- _DATA SUPPLIED_
----

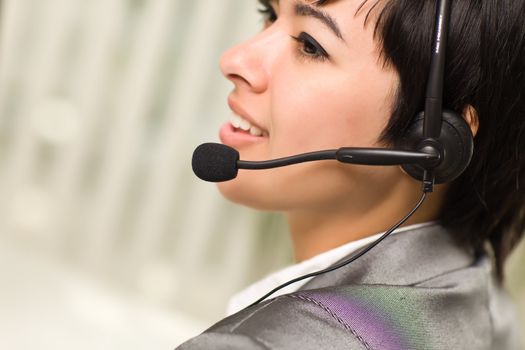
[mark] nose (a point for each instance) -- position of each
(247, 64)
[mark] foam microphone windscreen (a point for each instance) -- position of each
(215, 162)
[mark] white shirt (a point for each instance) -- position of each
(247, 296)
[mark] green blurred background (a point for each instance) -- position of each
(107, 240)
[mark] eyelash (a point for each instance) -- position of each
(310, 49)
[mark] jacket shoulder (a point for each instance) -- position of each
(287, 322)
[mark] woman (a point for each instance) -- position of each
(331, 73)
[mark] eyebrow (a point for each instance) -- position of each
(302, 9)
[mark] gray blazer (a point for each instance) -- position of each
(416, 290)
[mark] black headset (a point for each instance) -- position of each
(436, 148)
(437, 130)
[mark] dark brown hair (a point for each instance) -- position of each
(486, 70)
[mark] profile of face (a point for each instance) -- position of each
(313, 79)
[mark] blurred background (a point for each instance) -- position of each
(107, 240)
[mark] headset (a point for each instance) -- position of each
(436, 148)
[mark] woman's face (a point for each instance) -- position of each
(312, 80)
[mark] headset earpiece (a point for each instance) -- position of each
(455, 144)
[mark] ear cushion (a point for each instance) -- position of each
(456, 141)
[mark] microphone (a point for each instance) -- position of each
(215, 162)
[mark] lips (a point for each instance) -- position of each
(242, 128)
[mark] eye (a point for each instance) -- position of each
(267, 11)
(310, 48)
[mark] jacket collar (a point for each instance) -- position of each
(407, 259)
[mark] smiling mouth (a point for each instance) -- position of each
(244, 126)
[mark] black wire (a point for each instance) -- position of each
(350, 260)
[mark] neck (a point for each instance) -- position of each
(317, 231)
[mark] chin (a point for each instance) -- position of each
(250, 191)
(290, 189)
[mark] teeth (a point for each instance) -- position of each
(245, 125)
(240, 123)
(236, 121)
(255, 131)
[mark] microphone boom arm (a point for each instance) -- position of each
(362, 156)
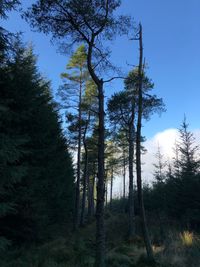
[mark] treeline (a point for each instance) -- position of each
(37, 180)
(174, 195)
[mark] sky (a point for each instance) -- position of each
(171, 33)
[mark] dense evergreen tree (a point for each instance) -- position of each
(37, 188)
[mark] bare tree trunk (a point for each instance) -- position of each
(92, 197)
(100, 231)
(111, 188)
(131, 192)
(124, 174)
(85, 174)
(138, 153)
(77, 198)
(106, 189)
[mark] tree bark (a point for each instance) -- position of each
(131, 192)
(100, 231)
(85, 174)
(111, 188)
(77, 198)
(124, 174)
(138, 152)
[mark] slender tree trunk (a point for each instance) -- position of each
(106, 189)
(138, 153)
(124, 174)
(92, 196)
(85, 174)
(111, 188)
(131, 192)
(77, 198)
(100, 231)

----

- _PROBLEM_
Write out all of the entries above again, substituting "coat" for every occurrence of "jacket" and leaving everything else unchanged. Omit the pictures from your answer.

- _EXERCISE SOLUTION_
[mark] nose (a point for each instance) -- position of each
(247, 64)
[mark] foam microphone windscreen (a point for each instance) -- position of each
(215, 162)
[mark] white shirt (a point for each instance) -- position of each
(247, 296)
[mark] green blurred background (a point for each instance) -- position of each
(107, 240)
[mark] eyelash (a point for each instance) -- position of each
(310, 49)
[mark] coat shoulder (a point for each instance) -- position of each
(287, 322)
[mark] woman (a point for each instance) -- position of each
(331, 73)
[mark] eyebrow (a point for each instance) -- position of each
(302, 9)
[mark] gray blazer (a point for each instance) -- position of each
(416, 290)
[mark] black headset (a point for each instance) -- position of each
(436, 148)
(437, 130)
[mark] dark brown hair (a point for each instance) -- position of each
(486, 70)
[mark] profile of face (a point for each instance) -- position of each
(313, 79)
[mark] blurred background (a point for each instance) -- position of each
(107, 240)
[mark] headset (a point for each instance) -- position of each
(436, 148)
[mark] woman's face (a point for each instance) -- position of each
(312, 80)
[mark] headset earpiece (a point for each instance) -- position of each
(455, 144)
[mark] ear cushion (a point for each instance) -- position of each
(456, 141)
[mark] microphone (a point for each instance) -- position of each
(215, 162)
[mark] lips (a point for each instance) -- position of each
(242, 128)
[mark] eye (a point for each instance) -- position of each
(267, 11)
(310, 48)
[mark] coat collar (a point for each instance) -- position of each
(407, 259)
[mark] smiling mouth (a point for each instance) -- position of each
(244, 126)
[mark] black wire (a point for each instance) -- position of each
(350, 260)
[mark] neck (a point for each instance) -- position of each
(317, 231)
[mark] chin (a point for each instance) -- position of each
(250, 191)
(290, 189)
[mark] teeth (a point for each instance) -- position of each
(245, 125)
(240, 123)
(236, 121)
(255, 131)
[mark] microphone boom arm (a point for each instance) -- position of each
(362, 156)
[mark] treeline (a point for each instance) -- position of each
(37, 180)
(174, 195)
[mark] sky (a point for each instance) -- position of each
(171, 33)
[mark] dense evergreen tree (a point for each instance) -- position of each
(37, 188)
[mark] bare tree trunk (a point for each instance) -- position of each
(92, 197)
(100, 231)
(111, 188)
(131, 192)
(124, 174)
(85, 174)
(138, 153)
(77, 198)
(106, 189)
[mark] tree bark (a point for each instance) -- position of each
(131, 192)
(100, 231)
(85, 174)
(111, 188)
(77, 198)
(124, 174)
(138, 152)
[mark] slender tree trunk (a point for each instance) -- position of each
(106, 189)
(138, 153)
(124, 174)
(92, 196)
(85, 174)
(111, 188)
(131, 192)
(77, 198)
(100, 231)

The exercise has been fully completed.